Description of the task - Repeat the lines of the data exactly, from the first one through the one that contains "Query: person in background".

Input data -
====
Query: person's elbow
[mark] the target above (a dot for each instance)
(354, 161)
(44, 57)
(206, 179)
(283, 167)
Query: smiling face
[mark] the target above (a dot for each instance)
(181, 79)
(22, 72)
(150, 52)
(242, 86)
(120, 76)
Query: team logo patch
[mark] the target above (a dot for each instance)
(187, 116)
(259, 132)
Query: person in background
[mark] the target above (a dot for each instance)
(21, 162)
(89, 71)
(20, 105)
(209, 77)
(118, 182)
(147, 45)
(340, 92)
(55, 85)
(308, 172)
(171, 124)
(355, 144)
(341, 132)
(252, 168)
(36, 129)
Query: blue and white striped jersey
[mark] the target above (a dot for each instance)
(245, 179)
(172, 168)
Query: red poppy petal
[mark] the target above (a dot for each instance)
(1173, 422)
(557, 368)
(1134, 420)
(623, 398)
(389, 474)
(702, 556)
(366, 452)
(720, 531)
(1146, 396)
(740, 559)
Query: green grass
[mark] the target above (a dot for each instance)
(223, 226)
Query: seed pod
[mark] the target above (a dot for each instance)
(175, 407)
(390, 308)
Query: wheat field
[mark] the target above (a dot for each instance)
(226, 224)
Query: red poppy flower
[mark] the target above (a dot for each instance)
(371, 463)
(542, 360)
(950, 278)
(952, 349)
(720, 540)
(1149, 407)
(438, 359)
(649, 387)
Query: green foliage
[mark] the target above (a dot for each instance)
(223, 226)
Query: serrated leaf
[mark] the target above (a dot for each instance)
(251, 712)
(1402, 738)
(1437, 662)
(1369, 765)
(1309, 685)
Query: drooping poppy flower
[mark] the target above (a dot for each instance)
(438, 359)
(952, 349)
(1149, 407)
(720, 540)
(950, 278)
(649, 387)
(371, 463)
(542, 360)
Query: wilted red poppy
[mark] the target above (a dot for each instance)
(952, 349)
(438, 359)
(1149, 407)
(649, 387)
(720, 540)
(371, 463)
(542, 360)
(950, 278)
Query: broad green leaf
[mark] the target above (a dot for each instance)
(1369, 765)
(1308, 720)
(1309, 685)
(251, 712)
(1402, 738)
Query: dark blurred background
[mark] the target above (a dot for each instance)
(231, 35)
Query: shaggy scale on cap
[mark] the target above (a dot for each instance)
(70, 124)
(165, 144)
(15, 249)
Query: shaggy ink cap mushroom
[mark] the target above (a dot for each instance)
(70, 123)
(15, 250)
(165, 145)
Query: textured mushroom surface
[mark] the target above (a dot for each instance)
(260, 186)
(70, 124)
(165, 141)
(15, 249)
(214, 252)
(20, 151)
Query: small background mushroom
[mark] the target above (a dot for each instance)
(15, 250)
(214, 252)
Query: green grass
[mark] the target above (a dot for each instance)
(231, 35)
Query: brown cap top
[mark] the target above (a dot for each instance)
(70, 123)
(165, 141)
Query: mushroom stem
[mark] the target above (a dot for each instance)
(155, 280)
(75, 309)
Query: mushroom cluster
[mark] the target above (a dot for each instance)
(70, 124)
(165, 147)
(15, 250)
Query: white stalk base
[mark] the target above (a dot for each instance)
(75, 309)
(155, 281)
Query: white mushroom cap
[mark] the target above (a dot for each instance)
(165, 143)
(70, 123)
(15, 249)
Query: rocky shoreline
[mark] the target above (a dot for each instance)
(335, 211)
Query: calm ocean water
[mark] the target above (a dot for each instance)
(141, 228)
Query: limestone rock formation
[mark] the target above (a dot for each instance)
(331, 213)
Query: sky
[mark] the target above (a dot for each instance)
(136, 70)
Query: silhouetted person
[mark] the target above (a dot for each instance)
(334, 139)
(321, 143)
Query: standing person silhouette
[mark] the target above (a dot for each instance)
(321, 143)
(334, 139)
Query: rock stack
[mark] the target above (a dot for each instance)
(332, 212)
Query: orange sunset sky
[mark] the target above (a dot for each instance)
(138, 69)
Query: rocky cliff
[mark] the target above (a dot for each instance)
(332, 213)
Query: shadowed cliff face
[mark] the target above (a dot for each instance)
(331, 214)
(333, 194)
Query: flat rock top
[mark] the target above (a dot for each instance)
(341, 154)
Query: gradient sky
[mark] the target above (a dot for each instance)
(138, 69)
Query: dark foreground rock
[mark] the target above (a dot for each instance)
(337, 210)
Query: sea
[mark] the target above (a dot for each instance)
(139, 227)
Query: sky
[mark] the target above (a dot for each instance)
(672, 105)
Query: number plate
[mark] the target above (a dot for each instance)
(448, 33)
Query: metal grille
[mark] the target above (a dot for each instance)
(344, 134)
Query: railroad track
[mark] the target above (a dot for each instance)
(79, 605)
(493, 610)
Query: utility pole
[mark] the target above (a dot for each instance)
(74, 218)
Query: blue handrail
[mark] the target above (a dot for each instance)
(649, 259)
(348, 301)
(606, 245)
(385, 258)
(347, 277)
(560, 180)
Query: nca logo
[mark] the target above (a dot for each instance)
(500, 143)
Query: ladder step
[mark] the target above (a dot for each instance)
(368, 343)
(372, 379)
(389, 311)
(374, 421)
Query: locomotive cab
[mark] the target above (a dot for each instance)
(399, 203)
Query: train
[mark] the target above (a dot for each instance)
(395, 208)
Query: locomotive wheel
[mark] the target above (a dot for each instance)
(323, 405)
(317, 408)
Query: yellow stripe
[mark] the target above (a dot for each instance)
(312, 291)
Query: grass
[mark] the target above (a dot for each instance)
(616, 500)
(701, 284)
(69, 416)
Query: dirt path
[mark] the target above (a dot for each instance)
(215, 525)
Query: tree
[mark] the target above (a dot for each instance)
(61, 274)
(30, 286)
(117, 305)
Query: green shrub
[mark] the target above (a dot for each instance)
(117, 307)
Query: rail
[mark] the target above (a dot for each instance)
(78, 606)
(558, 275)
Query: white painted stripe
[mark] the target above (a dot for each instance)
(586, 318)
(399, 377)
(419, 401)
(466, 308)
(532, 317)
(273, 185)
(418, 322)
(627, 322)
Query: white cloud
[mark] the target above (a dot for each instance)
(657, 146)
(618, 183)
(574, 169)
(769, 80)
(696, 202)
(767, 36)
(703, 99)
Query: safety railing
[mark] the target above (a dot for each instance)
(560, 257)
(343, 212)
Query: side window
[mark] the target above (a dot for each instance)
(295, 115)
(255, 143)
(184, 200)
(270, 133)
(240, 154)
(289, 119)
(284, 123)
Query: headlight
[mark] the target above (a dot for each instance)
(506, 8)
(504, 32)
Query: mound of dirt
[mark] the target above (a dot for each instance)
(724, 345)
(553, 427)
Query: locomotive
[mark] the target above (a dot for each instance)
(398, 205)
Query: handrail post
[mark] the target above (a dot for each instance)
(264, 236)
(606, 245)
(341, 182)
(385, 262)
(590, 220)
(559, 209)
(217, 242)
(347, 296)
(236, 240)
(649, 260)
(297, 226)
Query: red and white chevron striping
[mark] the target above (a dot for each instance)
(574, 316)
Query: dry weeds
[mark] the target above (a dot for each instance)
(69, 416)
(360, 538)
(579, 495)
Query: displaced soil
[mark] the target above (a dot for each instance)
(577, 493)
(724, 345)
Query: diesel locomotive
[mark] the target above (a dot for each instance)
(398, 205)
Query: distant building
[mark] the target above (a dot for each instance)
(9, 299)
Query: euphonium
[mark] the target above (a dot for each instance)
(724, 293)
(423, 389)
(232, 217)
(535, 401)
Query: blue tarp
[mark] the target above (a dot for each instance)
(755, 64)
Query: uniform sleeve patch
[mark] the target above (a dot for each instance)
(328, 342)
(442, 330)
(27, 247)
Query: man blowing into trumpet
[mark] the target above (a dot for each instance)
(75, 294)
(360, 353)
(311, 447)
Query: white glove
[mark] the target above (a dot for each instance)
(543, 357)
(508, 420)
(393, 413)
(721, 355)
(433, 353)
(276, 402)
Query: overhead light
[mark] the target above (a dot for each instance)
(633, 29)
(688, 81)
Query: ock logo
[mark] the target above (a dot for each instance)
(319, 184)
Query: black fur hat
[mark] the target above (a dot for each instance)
====
Your solution -
Query: person's elbow
[mark] the target above (a dot for each instance)
(354, 161)
(44, 57)
(206, 179)
(283, 167)
Query: smiling face
[mark] the target above (a dot for each instance)
(181, 79)
(22, 72)
(150, 52)
(242, 86)
(120, 76)
Query: team logo patch
[mark] the target above (a dot for each instance)
(187, 116)
(259, 132)
Query: person in background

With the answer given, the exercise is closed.